• **The request**
Convert every line of the rows below into a numbered list, one line per item, with blank lines omitted.

• **Dataset**
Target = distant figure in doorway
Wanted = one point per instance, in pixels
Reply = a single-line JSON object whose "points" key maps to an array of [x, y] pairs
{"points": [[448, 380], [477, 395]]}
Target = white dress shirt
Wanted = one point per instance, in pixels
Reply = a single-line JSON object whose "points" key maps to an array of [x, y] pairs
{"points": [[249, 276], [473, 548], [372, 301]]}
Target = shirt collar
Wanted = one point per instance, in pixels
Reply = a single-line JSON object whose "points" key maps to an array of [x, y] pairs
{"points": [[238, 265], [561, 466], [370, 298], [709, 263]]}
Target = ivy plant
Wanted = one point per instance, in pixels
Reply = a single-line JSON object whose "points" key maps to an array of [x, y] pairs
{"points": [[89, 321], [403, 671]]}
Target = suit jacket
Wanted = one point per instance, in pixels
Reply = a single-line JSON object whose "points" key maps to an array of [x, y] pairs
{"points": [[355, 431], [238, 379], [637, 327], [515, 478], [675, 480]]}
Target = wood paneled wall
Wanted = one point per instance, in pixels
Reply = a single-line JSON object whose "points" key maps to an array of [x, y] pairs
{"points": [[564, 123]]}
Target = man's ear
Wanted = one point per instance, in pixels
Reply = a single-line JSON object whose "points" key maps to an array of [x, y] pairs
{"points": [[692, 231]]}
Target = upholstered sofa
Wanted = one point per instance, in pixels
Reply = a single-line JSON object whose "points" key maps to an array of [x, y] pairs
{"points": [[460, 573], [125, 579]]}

• **Solution for this task**
1. Target = distant figure in doorway
2. Wanted = one point per instance, in pixels
3. Reply = a single-line JSON object whose "points" key maps to an array of [x, y] pairs
4. {"points": [[448, 380], [477, 395]]}
5. Target = white dress shirt
6. Wanted = one point per instance, in pixels
7. Reply = a single-line JSON object whose "points" key maps to an array of [x, y] pairs
8. {"points": [[249, 276], [473, 548], [372, 301]]}
9. Target = shirt collar
10. Wanted = one point per instance, in pixels
11. Reply = a single-line JSON object whose "points" key maps to an array of [x, y] pairs
12. {"points": [[238, 265], [561, 466], [370, 298], [709, 263]]}
13. Target = ivy plant
14. Wanted = one point per instance, in pixels
15. Reply = a single-line JSON object whose "points" key maps to an array of [x, y] pairs
16. {"points": [[89, 321], [403, 671]]}
17. Target = suit jacket
18. Wanted = one point per instance, in pixels
19. Reply = a single-line JSON object whose "points" key maps to an array of [x, y] pairs
20. {"points": [[355, 431], [238, 379], [637, 327], [515, 478], [675, 480]]}
21. Target = wood paneled wall
22. Wanted = one point per instance, in pixels
23. Reply = a single-line JSON object whose "points" key maps to an array of [x, y] pairs
24. {"points": [[564, 123]]}
25. Target = man's ear
26. Wanted = one point per instance, in pixels
27. Reply = a single-line JSON object whose "points" key maps to an array of [x, y] pairs
28. {"points": [[692, 231]]}
29. Target = upholstered sofa
30. Wanted = one point per instance, in pixels
31. Reply = a single-line JSON object whose "points" key maps to an array of [x, y] pairs
32. {"points": [[460, 573], [125, 579]]}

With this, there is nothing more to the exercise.